* Extract:
● ● ● ● ●

# If I Had aHammer



## RJSakowski (Oct 29, 2021)

Yesterday, the wife asked me "did we have a toffee hammer?"  "What's a toffee hammer", I asked.  "To break up toffee." she said and proceeded to Google it to show me what they looked like.  They are diminutive hammers that are often packaged with British toffee and used to break the large sheets into bit sized pieces. "No, we don't, I replied" although I do have some smaller hammers that I'm sure would do the job.

The wife then proceeded to order one.  The first choice was $32 plus S&H.  "Ridiculous!" I said.  She then selected one for $18 plus S&H and placed an order.  Subsequently, she realized that it was coming from the UK and wouldn't arrive in time for Bonfire Night on Nov. 5th and cancelled.

"I can make a toffee hammer.", told her and went down into the shop to look for some material.  After scrounging around for some stainless, I settled for some 1" o.d. 300 series for the head and some 1/2" o.d. 300 series for the handle.  The design that I had in mind was a scaled down version of a rounding hammer used by blacksmiths and farriers  It is a double ended hammer with a flat face on one end and a domed face on the other end.

● ● ● ● ●

(Point placement records)

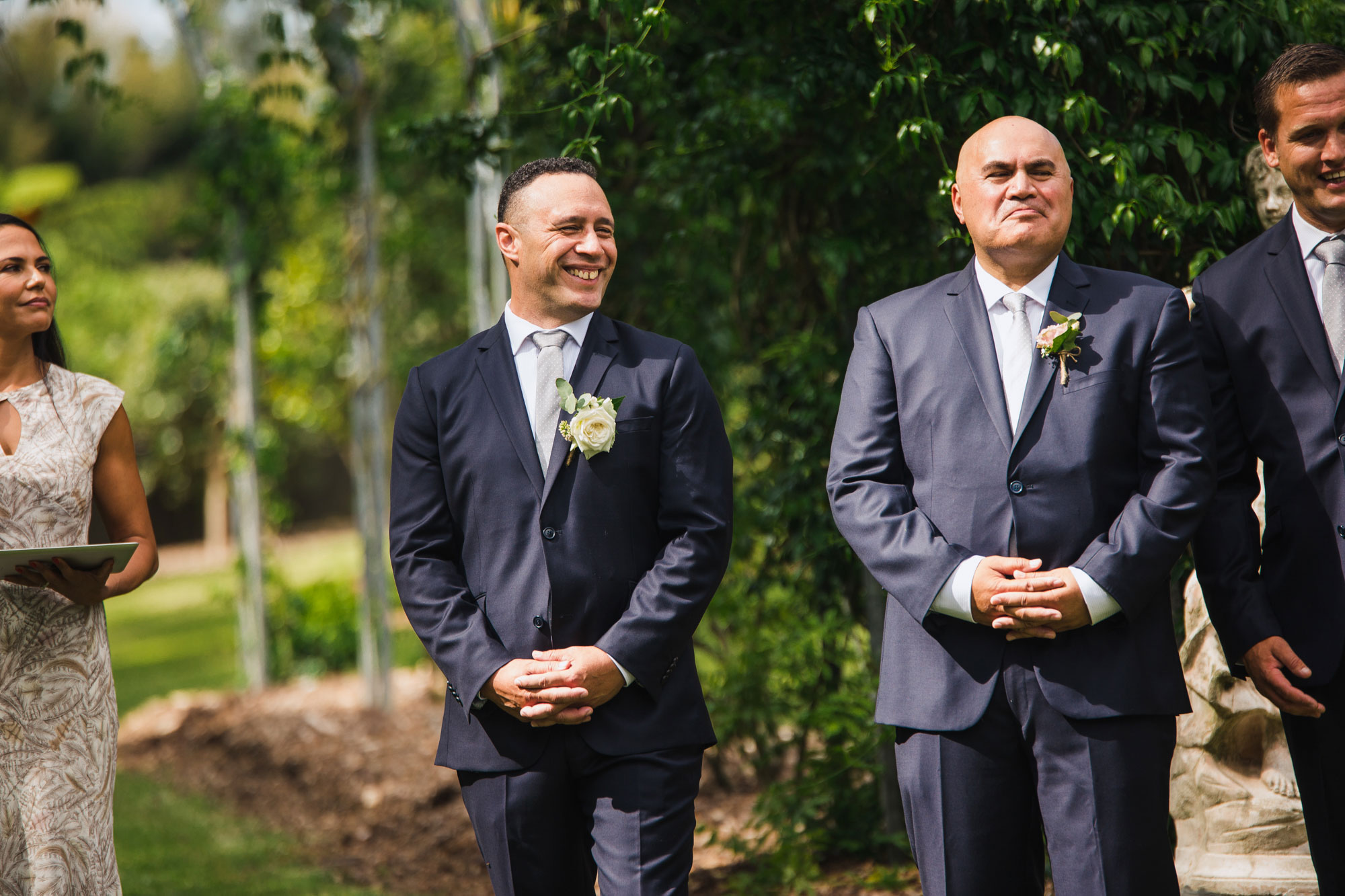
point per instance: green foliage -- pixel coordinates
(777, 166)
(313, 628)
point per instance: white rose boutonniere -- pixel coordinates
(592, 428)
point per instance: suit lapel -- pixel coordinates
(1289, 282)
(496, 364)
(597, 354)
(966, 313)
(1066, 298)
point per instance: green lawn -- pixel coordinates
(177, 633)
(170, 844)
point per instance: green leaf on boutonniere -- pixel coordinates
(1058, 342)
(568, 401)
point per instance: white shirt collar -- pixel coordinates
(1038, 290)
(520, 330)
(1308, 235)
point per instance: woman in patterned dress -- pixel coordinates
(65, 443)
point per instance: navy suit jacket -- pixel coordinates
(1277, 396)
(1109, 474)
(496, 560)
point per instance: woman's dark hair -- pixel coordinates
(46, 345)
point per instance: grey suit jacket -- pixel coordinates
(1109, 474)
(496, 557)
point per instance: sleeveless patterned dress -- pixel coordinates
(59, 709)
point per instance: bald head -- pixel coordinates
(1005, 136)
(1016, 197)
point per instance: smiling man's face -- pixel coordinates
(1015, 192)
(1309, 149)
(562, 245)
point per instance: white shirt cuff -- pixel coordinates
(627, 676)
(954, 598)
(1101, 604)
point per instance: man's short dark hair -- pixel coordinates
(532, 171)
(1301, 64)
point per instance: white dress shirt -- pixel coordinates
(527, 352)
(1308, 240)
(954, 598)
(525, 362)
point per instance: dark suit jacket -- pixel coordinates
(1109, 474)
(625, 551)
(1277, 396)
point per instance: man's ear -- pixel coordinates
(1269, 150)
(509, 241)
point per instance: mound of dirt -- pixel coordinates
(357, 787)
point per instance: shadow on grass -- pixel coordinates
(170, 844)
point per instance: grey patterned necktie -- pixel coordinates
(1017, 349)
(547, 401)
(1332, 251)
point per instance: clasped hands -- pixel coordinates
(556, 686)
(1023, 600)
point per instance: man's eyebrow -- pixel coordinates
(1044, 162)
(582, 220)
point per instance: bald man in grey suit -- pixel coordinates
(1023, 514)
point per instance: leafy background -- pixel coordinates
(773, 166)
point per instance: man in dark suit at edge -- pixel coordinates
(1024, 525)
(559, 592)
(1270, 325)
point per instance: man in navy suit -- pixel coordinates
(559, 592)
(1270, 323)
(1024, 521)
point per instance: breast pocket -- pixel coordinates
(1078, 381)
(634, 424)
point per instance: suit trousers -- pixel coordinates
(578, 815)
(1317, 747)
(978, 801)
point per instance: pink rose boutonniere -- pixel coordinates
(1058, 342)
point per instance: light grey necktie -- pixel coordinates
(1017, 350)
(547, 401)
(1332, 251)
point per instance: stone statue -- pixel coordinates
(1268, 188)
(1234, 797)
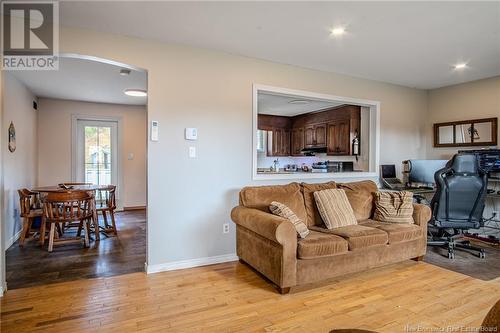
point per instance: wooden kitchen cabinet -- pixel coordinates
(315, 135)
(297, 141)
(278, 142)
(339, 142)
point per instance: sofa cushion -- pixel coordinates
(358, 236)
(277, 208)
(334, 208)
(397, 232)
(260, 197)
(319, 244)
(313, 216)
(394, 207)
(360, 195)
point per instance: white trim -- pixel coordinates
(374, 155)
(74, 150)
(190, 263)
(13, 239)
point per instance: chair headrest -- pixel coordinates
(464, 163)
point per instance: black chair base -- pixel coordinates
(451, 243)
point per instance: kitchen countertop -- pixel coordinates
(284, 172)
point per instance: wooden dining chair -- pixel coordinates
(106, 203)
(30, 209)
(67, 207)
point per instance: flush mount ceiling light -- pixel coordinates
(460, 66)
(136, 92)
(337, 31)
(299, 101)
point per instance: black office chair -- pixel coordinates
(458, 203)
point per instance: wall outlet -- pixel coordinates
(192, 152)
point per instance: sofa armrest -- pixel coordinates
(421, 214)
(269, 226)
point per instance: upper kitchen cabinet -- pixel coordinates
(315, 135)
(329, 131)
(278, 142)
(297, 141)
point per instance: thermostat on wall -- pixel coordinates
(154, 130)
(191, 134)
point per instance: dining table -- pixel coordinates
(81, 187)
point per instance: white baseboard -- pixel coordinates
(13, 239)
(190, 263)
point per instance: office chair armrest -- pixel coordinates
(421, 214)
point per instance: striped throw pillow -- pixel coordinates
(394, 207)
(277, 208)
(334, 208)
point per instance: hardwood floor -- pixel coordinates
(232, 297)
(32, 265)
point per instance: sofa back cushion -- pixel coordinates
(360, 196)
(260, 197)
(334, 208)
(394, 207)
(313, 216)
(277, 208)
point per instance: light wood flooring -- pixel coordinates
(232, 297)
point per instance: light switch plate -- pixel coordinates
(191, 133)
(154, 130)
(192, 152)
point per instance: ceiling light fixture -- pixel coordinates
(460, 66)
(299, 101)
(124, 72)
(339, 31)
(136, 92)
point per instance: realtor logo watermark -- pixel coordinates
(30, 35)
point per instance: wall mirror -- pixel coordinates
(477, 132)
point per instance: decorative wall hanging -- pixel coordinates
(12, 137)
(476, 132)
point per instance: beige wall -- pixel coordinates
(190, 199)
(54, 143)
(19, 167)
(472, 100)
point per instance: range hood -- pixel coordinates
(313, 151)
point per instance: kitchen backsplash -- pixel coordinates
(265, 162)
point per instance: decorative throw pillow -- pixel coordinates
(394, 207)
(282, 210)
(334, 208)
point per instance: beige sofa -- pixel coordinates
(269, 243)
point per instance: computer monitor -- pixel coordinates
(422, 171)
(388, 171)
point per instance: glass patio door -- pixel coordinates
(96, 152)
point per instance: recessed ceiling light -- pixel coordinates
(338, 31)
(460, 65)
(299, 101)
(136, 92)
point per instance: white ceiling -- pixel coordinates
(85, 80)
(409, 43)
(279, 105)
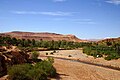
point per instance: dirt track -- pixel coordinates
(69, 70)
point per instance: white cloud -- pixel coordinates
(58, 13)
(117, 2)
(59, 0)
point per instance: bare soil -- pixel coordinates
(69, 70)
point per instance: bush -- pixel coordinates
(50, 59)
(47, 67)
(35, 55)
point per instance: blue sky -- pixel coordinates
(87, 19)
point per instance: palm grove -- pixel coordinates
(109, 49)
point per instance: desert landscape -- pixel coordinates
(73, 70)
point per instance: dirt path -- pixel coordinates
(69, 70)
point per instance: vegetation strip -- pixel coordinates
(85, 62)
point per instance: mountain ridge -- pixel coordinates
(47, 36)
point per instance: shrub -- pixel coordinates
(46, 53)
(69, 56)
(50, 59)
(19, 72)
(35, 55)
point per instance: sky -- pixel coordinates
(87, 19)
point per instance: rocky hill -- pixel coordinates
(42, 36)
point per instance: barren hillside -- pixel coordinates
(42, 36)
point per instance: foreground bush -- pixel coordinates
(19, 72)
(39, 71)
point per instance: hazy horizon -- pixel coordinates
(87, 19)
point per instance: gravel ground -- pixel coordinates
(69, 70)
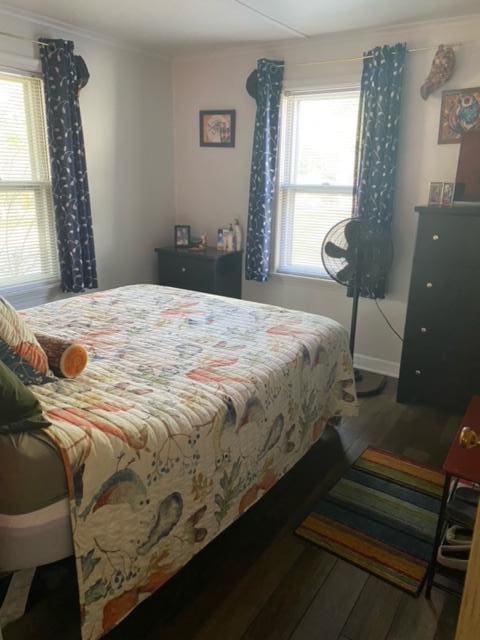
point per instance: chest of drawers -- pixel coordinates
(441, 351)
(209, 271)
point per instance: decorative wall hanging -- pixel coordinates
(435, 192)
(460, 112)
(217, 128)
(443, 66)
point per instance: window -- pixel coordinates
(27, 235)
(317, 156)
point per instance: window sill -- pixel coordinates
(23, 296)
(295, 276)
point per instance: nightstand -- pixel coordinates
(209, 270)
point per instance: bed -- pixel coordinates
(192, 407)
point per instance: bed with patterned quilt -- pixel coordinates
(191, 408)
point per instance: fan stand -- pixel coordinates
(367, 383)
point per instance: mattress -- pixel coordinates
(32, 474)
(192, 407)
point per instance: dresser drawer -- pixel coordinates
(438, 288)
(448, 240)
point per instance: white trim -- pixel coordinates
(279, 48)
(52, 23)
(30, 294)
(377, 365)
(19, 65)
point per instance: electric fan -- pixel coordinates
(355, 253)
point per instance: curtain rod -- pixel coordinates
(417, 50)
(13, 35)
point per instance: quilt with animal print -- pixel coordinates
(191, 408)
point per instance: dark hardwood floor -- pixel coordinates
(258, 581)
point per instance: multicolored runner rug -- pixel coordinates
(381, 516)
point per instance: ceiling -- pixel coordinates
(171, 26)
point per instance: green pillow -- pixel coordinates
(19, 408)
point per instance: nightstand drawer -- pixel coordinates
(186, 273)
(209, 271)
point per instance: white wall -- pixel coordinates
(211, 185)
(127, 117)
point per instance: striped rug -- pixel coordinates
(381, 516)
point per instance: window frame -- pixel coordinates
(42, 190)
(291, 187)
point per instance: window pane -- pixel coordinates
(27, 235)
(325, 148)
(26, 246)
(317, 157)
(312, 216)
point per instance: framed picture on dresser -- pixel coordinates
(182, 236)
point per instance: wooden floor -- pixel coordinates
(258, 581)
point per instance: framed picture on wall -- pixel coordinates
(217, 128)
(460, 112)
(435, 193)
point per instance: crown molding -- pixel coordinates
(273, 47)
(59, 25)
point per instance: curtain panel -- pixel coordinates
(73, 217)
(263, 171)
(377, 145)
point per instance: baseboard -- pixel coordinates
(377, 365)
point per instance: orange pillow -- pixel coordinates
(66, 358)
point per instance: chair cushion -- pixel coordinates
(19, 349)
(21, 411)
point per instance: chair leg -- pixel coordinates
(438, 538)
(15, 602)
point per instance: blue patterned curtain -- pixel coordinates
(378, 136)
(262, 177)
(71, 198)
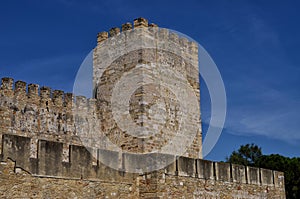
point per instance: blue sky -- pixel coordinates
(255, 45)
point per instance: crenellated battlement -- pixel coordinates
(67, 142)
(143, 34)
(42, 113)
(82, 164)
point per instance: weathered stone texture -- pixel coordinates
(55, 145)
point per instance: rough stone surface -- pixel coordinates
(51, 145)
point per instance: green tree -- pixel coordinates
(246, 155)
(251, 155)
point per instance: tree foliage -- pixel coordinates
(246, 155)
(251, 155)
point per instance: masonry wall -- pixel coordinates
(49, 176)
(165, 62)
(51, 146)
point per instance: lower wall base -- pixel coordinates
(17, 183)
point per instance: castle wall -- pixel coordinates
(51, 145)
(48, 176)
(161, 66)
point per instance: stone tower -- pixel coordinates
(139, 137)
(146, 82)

● ● ● ● ●

* Set of tasks:
A) In the toffee hammer post, what stock was chosen for the handle?
B) Duplicate the part of the toffee hammer post starting at "## RJSakowski (Oct" and ending at "5th and cancelled.".

* Task-by-task results:
A) 1/2" o.d. 300 series stainless

B)
## RJSakowski (Oct 29, 2021)

Yesterday, the wife asked me "did we have a toffee hammer?"  "What's a toffee hammer", I asked.  "To break up toffee." she said and proceeded to Google it to show me what they looked like.  They are diminutive hammers that are often packaged with British toffee and used to break the large sheets into bit sized pieces. "No, we don't, I replied" although I do have some smaller hammers that I'm sure would do the job.

The wife then proceeded to order one.  The first choice was $32 plus S&H.  "Ridiculous!" I said.  She then selected one for $18 plus S&H and placed an order.  Subsequently, she realized that it was coming from the UK and wouldn't arrive in time for Bonfire Night on Nov. 5th and cancelled.